(ЗАДАНИЕ 1) Переведите на английский язык предложение из статьи о ловушках сознания: «Есть решения, принятие которых зависит от человека, и они связаны с определенными размышлениями».

(ФРАГМЕНТ ТЕКСТА)
Ловушки сознания

Ловушки сознания

10:00,
2 Квітня 2017
7565

Ловушки сознания

10:00,
2 Квітня 2017
7565
Ловушки сознания
Ловушки сознания
Украина и Россия, получив на вооружение разные мифологические системы вместо единой советской теперь легко могут отсеивать чужие новости как недостоверные, поскольку новости всегда соответствуют именно собственной модели мира, собственному мифу. Если это не так, то они отвергаются массовым сознанием как недостоверные.

Есть решения, принятие которых зависит от человека, и они связаны с определенными размышлениями. А есть другие решения, которые автоматически приходят в голову. Большую часть своих решений человек принимает именно так.

Дениэл Канеман выделил в нашем принятии решений две системы [Kahneman D. Thinking, fast and slow. — New York, 2011]. Первая носит автоматический характер, вторая — требует нашего внимания, поскольку тут появляется выбор и требуется рациональное сравнение вариантов.

Ричард Талер выстроил свою теорию подталкивания как раз на том, чтобы окружить человека контекстами, которые будут вести его в рамках автоматических решений. То есть поставив здоровую пищу раньше «вредной» в кафетерии, можно добиться увеличения ее потребления [Thaler R.H., Sunstein C.R. Nudge. Improving decisions about health, wealth and happiness. — New York etc., 2009]. Его соавтор по первой книге Касс Санстейн также выпустил отдельную работу, посвященную подобному принятию решений по умолчанию [Санстейн К. Иллюзия выбора. Кто принимает решения за нас и почему это не всегда плохо. — М., 2016].

Эдвард Бернейс строил такого рода контексты задолго до нынешнего теоретического их обоснования. Он считал, что не надо идти на прямую атаку и сопротивление, а следует попытаться непрямыми методами избавиться от него. Кстати, Бернейс подчеркивал, что надо самостоятельно формировать группы влияния, для чего следует определить точки совпадения интересов коммуникатора и группы [Bernays E. Propaganda. — Brooklyn, 2005].

Теория информационных каскадов строится на том наблюдении, что человек принимает решение не на основании своей информации, а на основании того, что такие действия делают другие [Bickhchandani S. a.o. A theory of fads, fashion, custom and cultural change as informational cascades // The Journal of Political Economy. — 1992. — Vol. 100. — N 5]. И чем больше людей вокруг поступают именно так, тем скорее и данный человек повторит этот тип поведения.

Все это типы ментальных конструкций, которые как бы решают за нас. Часто мы даже не обращаем на них внимания. К их числу можно отнести и мифы. Ментальные конструкции, стоящие за мифами и сказками, плодотворно изучали Джозеф Кэмпбелл и Владимир Пропп [Кэмпбелл Дж. Тысячеликий герой. — Киев, 1997; Пропп В.Я. Морфология сказки. — М., 1969]. При этом мифология «Звездных войн» — это мифология, пришедшая из бесед режиссера Джорджа Лукаса с ученым Джозефом Кэмпбеллом [см. тут, тут, тут, тут и тут].

(ЗАПИСИ ДЛЯ ОБРАБОТКИ)
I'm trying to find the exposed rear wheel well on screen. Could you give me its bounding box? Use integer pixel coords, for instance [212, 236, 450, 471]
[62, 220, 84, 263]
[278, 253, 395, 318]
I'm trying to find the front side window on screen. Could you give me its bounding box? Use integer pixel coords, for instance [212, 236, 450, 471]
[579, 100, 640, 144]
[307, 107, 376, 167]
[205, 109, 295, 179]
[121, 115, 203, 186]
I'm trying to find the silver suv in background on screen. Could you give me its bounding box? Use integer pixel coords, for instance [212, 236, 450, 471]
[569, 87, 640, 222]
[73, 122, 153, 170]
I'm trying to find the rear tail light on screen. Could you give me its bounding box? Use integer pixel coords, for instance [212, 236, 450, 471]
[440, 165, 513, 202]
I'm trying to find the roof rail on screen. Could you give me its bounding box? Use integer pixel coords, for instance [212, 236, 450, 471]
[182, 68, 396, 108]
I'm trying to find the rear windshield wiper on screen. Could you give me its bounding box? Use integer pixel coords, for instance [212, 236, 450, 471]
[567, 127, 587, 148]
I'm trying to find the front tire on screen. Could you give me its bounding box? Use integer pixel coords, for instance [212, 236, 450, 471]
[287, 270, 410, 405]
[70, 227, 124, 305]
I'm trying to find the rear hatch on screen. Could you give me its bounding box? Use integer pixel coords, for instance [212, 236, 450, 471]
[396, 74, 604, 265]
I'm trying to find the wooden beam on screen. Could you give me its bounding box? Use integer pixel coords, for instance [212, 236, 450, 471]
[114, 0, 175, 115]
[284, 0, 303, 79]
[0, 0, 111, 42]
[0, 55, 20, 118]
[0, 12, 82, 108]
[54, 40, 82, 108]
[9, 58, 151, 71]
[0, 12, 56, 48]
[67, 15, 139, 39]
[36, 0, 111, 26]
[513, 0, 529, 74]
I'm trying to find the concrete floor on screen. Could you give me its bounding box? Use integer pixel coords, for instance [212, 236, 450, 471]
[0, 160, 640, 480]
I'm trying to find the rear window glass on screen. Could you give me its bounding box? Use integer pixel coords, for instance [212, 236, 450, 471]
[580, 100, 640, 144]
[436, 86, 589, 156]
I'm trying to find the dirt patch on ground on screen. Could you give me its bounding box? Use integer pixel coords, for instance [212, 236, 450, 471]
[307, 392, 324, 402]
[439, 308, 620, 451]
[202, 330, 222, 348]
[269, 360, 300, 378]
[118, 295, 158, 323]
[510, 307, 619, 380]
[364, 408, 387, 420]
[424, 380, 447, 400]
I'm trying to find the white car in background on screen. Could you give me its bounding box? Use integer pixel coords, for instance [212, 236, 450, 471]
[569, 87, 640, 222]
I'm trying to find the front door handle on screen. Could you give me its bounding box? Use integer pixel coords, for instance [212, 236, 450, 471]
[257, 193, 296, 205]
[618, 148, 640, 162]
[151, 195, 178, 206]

(ЗАДАНИЕ 2) Отберите из записей и выпишите все строки, в которых встречается слово «background».

(РЕШЕНИЕ ЗАДАЧИ 1) There are decisions whose making depends on the person, and they are connected with certain reflections.

(РЕШЕНИЕ ЗАДАЧИ 2)
I'm trying to find the silver suv in background on screen. Could you give me its bounding box? Use integer pixel coords, for instance [212, 236, 450, 471]
I'm trying to find the white car in background on screen. Could you give me its bounding box? Use integer pixel coords, for instance [212, 236, 450, 471]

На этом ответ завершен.